**Exercises**
1: Shorten the paragraph in the article on casting that begins "The approach we choose" into a short list that keeps its main facts.
2: From the article on casting, reproduce the part that opens with the words containing "The approach we" and closes with "a rigid component.".

**Text block**
+===+

At Interwoven Design we like to incorporate sustainability into our process wherever possible, and this includes sustainable prototyping. In this article we outline our casting process and review the Checkerspot Pollinator Kit, a renewable polyurethane resin that can be used for casting. Our clients rely on us to develop innovative solutions quickly and economically, which means that we move from sketches to prototyping quickly. We iterate potential design directions in-house to reduce turnaround time and keep product development costs low. Making urethane casting molds in-house allows us to do small batch prototyping and testing at a low cost before sending a more resolved solution out to a casting or injection-molding contractor, saving our clients time and money.

How does the casting process work?

Once a design direction has been finalized and is translated into 3D CAD (Computer Aided Design) software, we choose one of two casting strategies:

  1. We design and 3D print a mold based on the negative of the component
  2. We 3D print the component itself and then make a mold from it

The approach we choose is driven by the needs of the final component and the intended manufacturing material. If the final component is meant to be flexible or semi-rigid, like a high density foam part, we print the mold, as a flexible component can be removed from a rigid mold. If the final component is intended to be rigid, we print the part and cast a mold from it, as a flexible mold can be removed from a rigid component.

Once approach is set, the two-part urethane is mixed in the directed ratio to start the chemical reaction that cures the material, turning it from liquid to solid. If we want to tint our resin to more closely approximate the final product, we tint the parts before combining them as urethane can set quickly. The mix is poured carefully into the mold, trying to avoid bubbles that could detract from the final casting. The curing time can vary but it’s good to leave the casting for the maximum time specified as thinner elements will cure more quickly than thicker ones. In later stages of development the casting may be sanded, painted, or finished in some other way to make the prototype feel as close to the final product as possible.

+===+

**Data section**
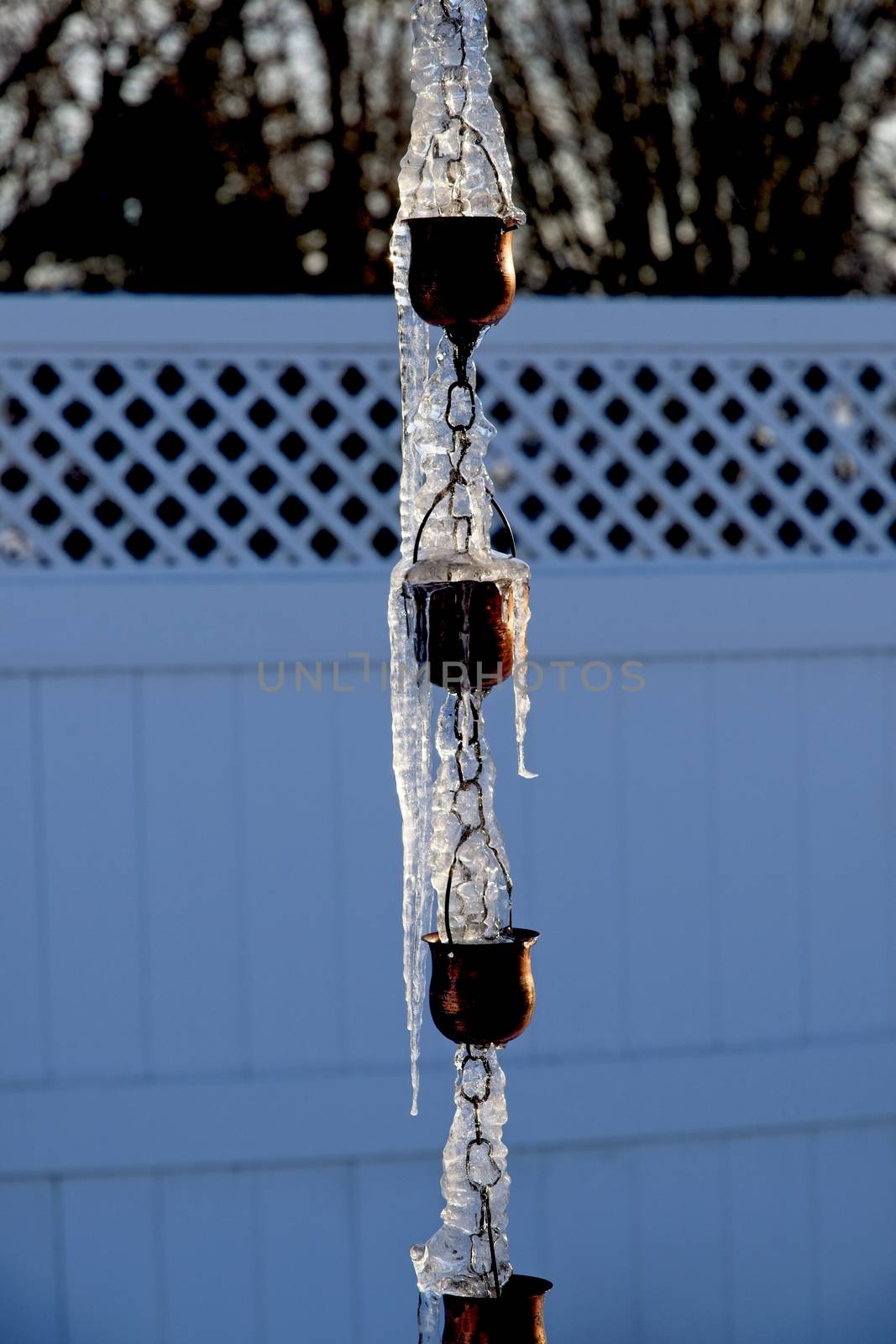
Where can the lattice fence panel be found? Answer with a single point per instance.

+===+

**Results for the exercise**
1:
- The choice of approach depends on the needs of the final component and its intended manufacturing material.
- For a flexible or semi-rigid component, such as a high density foam part, the mold is printed, because a flexible component can be removed from a rigid mold.
- For a rigid component, the part is printed and a mold is cast from it, because a flexible mold can be removed from a rigid component.

2:
The approach we choose is driven by the needs of the final component and the intended manufacturing material. If the final component is meant to be flexible or semi-rigid, like a high density foam part, we print the mold, as a flexible component can be removed from a rigid mold. If the final component is intended to be rigid, we print the part and cast a mold from it, as a flexible mold can be removed from a rigid component.